• _EXTRACTED TEXT_

— start —

Hillhouse also gained access to some hot early-stage investment opportunities this year, including a $550 million fundraising by the Southeast Asia-focused e-commerce startup Sea.
The firm can boast cross-border investments too – in one case bringing San Francisco-based Peet's Coffee, a craft chain rivaling Starbucks in its home market, to China, in another partnering with Britain’s Aviva and Tencent to develop a digital insurance company in Hong Kong.
Worth noting also, given our traditional emphasis on exits, is that Hillhouse has a pipeline of them building up. We Doctor Group, an online healthcare services firm, for example, is planning an IPO in Hong Kong in the second half of 2018.
BEST BORROWER: Government of Mongolia
The Government of Mongolia started 2017 facing the prospect of a default and debt restructuring that would have set its credit standing back years. It ended the year with two outstanding liability management exercises under its belt.
In the process, it effectively managed to halve its borrowing costs in the space of a year-and-a-half.

— end —

• _SUPPLIED INFORMATION_

— start —

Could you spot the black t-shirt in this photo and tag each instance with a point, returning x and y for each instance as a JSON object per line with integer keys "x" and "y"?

— end —
— start —

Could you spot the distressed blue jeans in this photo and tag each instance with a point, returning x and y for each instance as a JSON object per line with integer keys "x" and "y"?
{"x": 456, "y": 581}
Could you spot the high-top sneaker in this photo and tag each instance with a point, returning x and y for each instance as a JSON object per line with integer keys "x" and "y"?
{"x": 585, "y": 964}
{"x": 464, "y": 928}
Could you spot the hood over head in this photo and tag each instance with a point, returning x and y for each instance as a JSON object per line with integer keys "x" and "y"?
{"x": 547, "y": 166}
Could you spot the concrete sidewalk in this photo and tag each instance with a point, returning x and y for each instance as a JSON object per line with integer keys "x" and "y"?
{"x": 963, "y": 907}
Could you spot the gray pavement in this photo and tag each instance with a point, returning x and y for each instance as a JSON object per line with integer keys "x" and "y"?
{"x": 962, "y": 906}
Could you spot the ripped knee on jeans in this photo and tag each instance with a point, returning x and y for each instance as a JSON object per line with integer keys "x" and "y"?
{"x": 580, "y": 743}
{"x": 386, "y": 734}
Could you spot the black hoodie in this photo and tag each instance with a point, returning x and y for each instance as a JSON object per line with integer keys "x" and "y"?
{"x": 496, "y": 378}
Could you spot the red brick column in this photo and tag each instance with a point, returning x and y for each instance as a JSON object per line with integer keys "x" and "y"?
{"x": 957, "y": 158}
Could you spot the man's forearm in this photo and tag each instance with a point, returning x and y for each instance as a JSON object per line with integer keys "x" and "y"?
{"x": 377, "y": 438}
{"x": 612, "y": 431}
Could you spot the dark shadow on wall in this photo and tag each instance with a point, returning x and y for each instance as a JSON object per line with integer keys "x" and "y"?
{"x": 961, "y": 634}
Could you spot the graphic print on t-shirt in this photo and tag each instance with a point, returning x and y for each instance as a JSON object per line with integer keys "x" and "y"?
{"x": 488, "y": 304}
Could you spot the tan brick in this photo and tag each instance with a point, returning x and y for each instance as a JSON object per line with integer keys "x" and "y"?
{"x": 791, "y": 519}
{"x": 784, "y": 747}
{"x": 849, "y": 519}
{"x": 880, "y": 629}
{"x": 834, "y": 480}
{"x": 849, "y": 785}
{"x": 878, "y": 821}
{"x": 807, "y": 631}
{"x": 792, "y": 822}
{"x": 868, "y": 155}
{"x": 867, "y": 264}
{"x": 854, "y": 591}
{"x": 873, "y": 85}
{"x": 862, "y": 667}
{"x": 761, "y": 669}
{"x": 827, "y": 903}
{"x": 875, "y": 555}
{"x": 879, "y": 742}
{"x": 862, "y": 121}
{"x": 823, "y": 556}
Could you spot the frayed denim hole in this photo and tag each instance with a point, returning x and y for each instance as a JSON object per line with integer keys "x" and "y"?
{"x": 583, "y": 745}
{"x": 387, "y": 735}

— end —
— start —

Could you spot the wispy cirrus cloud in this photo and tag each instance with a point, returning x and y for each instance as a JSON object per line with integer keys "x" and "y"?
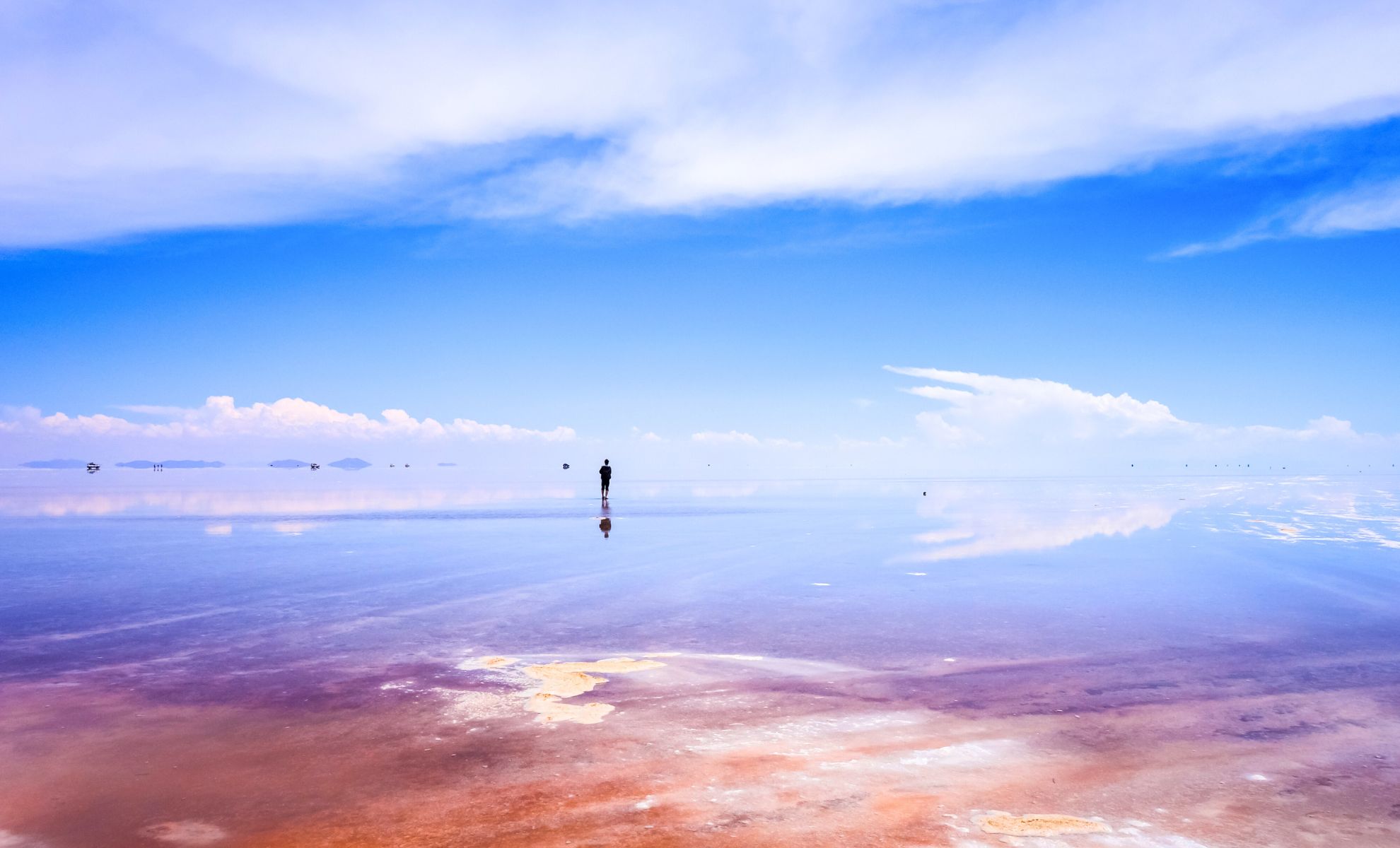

— end —

• _SET TASK A_
Answer these questions from the excerpt about Hillhouse and the Government of Mongolia:
(i) How large was the Sea fundraising that Hillhouse gained access to?
(ii) In which city and in what period is We Doctor Group planning its IPO?
(iii) Over what span of time did the Government of Mongolia effectively halve its borrowing costs?
• _SET TASK B_
Reproduce verbatim the stretch of the excerpt about Hillhouse and the Government of Mongolia from "Hillhouse also gained" through "in Hong Kong.".
• _SET TASK C_
Write the next part of the excerpt about Hillhouse and the Government of Mongolia, continuing from its final sentence.

• _RESPONSE A_
(i) $550 million
(ii) Hong Kong, in the second half of 2018
(iii) A year-and-a-half

• _RESPONSE B_
Hillhouse also gained access to some hot early-stage investment opportunities this year, including a $550 million fundraising by the Southeast Asia-focused e-commerce startup Sea.
The firm can boast cross-border investments too – in one case bringing San Francisco-based Peet's Coffee, a craft chain rivaling Starbucks in its home market, to China, in another partnering with Britain’s Aviva and Tencent to develop a digital insurance company in Hong Kong.

• _RESPONSE C_
The first deal came in March after the country agreed an Extended Fund Facility with the IMF. It involved an exchange offering for Development Bank of Mongolia paper due 2017 into a new sovereign deal due 2024.
When the government first contemplated an exchange offering, no one and least of all, its paymaster the IMF, was sure whether a market driven deal was possible. As a result, this was the deal we awarded Mongolian deal of the year to because we felt it faced greater challenges than the second transaction in October.
In some respects, the government got lucky as the commodities cycle was back on an upswing and investors were desperate for yield. But it also had to re-gain their trust. Its economic programme and the global roadshow it undertook to explain it did just that and the $125 million new money component attracted $3.3 billion in demand.
Later in the year it was back with another liability management exercise. This time it felt more confident to attempt a tender offering, successfully switching 2018 paper for new 2023 maturities.
BEST M&A HOUSE: Morgan Stanley
Morgan Stanley continued to dominate cross-border M&A deals in the region and was particularly strong in the key market of China.
While it worked on about $116 billion worth of announced deals in Asia ex-Japan and Australia we were also impressed by its advice across sectors and countries.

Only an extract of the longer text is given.